• **Extracto de página**
=======
Zapatero trata de seguir los pasos al político que dijo que si la democracia servía para que gobernasen los mismos que gobernarían sin ella, mejor no tenerla. Zapatero parece imitar al que pensaba que la derecha tenía que ser eliminada de las instituciones, relegándola al silencio, y si eso no era posible, llegar a su ilegalización, como se hizo en su día con la CEDA.
Porque Largo Caballero, no nos engañemos, fue un político que trató de fomentar desde el poder las condiciones necesarias para la subversión, para la revolución obrera y para la implantación en España de una dictadura del proletariado. Por eso alentó la revolución de Asturias de 1934, y por eso apoyó los obreros asturianos hasta el último momento.
Hoy en día nos toca preguntarnos qué prepara el presidente Zapatero con tanto nuevo estatuto de autonomía y con tanto diálogo con los terroristas: seguramente la formación de un amplio frente en el que, aunando voluntades de nacionalistas y descontentos profesionales de diversa índole, se haga imposible cualquier gobierno que no sea el suyo. Se prepara aquí un corralito político al estilo mexicano, un PRI de setenta años de revolución institucional, con los medios de comunicación al servicio del pesebre y la estigmatización como fascista de todo el que no esté de acuerdo con sus proyectos expropiadores. Por al final estas cosas siempre pasan por robar, no se crean otra cosa.
Zapatero quiere repetir la revolución fallida de Largo Caballero siguiendo sus mismos pasos: si entonces ilegalizaron la CEDA, hoy deben acabar con el PP. Acallarlo. Reducirlo a cuatro terruños hambrientos y despoblados y pactar con quien sea, ETA incluso, a costa de Navarra o de la sangre de quien haga falta, para estructurar una dictadura bolivariana en España. El caso es llegar a la dictadura; formal, tácita o encubierta, pero a la dictadura.
Y en algo hay que reconocerles la razón: lo mismo que se dejó linchar la CEDA en su día después de ganar unas elecciones se dejaría hoy linchar el PP, entre lágrimas de protesta, y tartamudeos de legalidad impotente. Pero en algo se equivocan y eso también hay que recordárselo antes de que nos conduzcan a algún desastre: que Zapatero no es Largo Caballero, porque no tiene ni su coraje, ni si talento, ni su credibilidad, ni su carisma. Tiene, eso sí, su voluntad de imponerse por la fuerza sin respeto a ninguna norma y su convencimiento de que gobernar significa aniquilar la adversario y negarle incluso la palabra.
Pero en un país lleno de estómagos satisfechos no va a ser bastante con eso. Sin hambre no.
Ánimo, Presidente: arruínenos a todos y a lo mejor lo consigue. Usted puede.

20 enero 2007

Devaluación académica


En este país siempre ha gustado mucho eso de promulgar un Real Decreto que devalúe la moneda, uno como aquellos dos o tres que firmó Solchaga comiéndose de un plumazo un tercio de los ahorros de los españoles.
Como ahora la moneda no está a su alcance, parece que siguen empeñados en sus devaluaciones y atacan al sistema académico con leyes que reparten graduados a todo el mundo, bachilleres a mogollón y títulos a tutiplén. Por supuesto, aquello que tiene todo el mundo, carece de valor en el mercado y a la larga son los de siempre, lso que pueden pagarse algo que los diferencie, los que acaban quedándose con los buenos trabajos.
=======
• **Datos recopilados**

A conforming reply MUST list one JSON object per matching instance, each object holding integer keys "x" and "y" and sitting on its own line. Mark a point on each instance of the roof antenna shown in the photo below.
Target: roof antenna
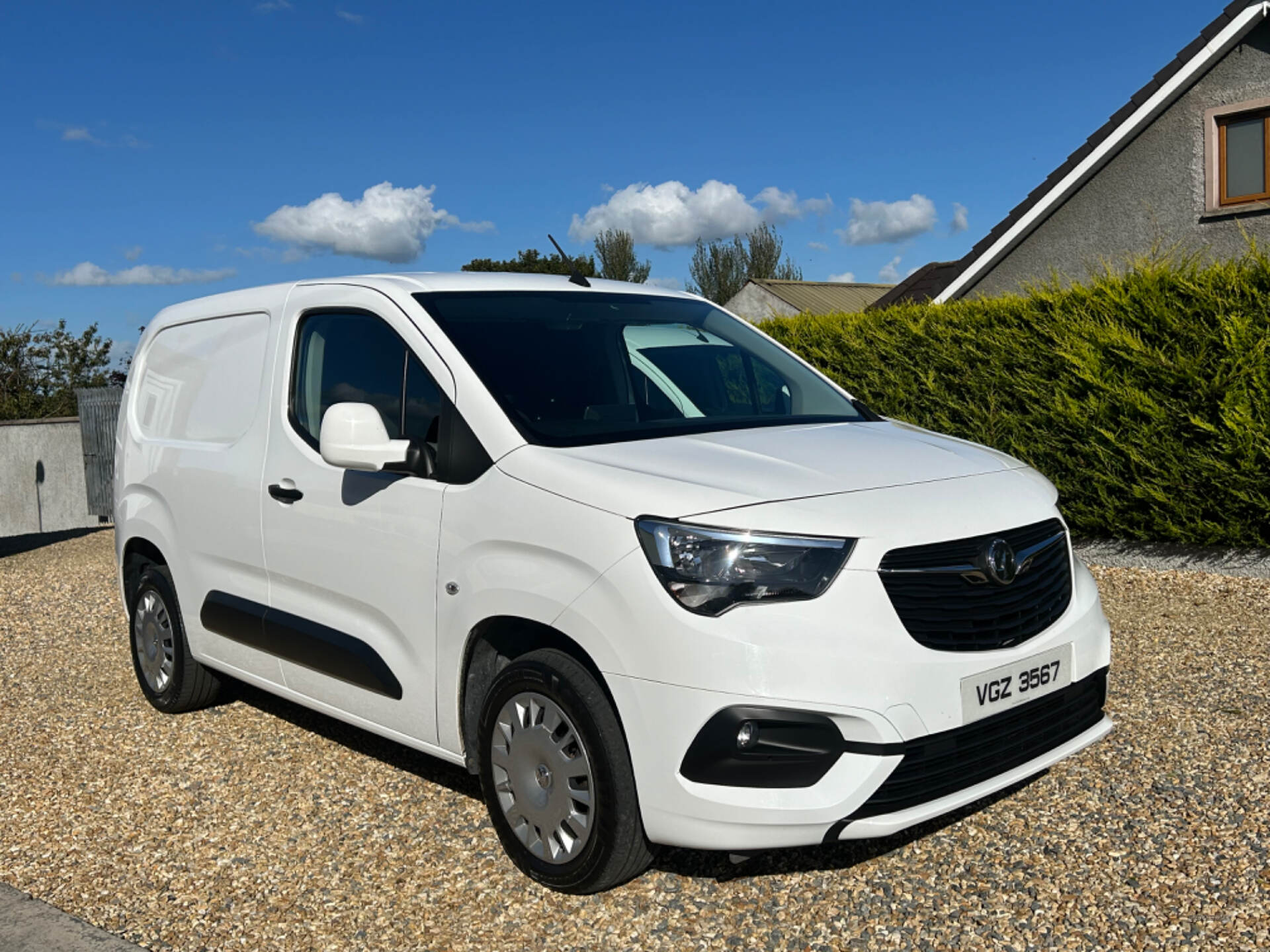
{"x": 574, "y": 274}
=======
• **Tarea planteada**
Indica qué revolución alentó Largo Caballero, según el extracto de página.

• **Resultado obtenido**
La revolución de Asturias de 1934.